**SOURCE MATERIAL**
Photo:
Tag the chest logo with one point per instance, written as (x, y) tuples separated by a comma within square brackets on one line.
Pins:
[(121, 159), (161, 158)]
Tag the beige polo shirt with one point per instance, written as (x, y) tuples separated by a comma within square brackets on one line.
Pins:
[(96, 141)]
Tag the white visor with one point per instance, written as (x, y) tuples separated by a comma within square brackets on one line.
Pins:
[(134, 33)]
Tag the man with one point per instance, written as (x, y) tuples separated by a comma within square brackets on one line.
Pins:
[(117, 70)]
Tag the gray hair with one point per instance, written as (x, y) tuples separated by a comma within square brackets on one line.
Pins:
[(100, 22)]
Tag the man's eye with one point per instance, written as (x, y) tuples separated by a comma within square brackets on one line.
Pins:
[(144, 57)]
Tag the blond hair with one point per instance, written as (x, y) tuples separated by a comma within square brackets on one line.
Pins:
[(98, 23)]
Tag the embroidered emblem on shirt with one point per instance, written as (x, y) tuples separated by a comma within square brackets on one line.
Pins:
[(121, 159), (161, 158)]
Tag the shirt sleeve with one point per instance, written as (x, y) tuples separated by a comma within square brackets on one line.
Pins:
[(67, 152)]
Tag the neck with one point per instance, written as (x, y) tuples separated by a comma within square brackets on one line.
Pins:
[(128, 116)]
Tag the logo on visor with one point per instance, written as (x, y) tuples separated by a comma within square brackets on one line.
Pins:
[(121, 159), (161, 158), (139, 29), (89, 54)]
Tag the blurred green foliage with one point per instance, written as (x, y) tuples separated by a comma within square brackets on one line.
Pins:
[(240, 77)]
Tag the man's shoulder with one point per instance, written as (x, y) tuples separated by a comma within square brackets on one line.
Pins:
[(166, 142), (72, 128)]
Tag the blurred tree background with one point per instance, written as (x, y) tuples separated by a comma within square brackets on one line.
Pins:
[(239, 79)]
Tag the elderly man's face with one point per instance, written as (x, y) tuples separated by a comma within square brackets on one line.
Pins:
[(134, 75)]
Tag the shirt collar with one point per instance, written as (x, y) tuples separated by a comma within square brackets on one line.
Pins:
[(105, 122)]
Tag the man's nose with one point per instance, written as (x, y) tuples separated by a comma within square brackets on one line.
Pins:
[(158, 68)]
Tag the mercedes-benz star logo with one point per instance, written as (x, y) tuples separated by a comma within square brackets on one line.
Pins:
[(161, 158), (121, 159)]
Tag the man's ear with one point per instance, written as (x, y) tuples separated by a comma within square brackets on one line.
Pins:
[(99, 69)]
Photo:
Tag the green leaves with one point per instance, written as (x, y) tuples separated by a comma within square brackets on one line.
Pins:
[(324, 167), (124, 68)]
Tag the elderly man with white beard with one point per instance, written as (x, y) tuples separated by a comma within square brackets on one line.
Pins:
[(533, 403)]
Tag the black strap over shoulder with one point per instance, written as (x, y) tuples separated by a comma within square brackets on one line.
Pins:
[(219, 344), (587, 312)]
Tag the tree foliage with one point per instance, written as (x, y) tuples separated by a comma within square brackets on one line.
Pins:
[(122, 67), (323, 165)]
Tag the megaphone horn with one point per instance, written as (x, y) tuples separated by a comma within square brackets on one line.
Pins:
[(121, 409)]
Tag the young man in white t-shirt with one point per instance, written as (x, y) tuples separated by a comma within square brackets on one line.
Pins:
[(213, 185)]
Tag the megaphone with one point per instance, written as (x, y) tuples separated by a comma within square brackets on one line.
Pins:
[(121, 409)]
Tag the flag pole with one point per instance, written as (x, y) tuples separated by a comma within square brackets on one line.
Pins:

**EXERCISE**
Return only the number of lines above that include the word "white".

**TASK ANSWER**
3